### PROBLEM REQUIREMENTS
Can you repeat the rows below with "region" swapped for "area", leaving everything else unchanged and omitting the pictures?

-- start RECORDS SUPPLIED --

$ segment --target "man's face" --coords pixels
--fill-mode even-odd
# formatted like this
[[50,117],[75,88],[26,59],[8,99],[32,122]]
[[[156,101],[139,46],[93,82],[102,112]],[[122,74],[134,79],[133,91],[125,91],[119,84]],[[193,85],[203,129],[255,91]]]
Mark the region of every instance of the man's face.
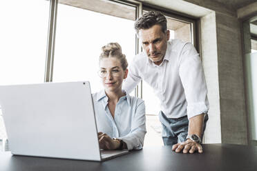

-- end RECORDS SUPPLIED --

### ANSWER IN FULL
$ segment --target "man's face" --coords pixels
--fill-mode even-odd
# formatted like this
[[50,117],[75,88],[26,59],[8,99],[32,122]]
[[[156,101],[139,46],[93,82],[102,112]],[[122,74],[134,79],[133,91],[125,91],[119,84]],[[193,85],[203,129],[255,91]]]
Mark the area of every instance of the man's face.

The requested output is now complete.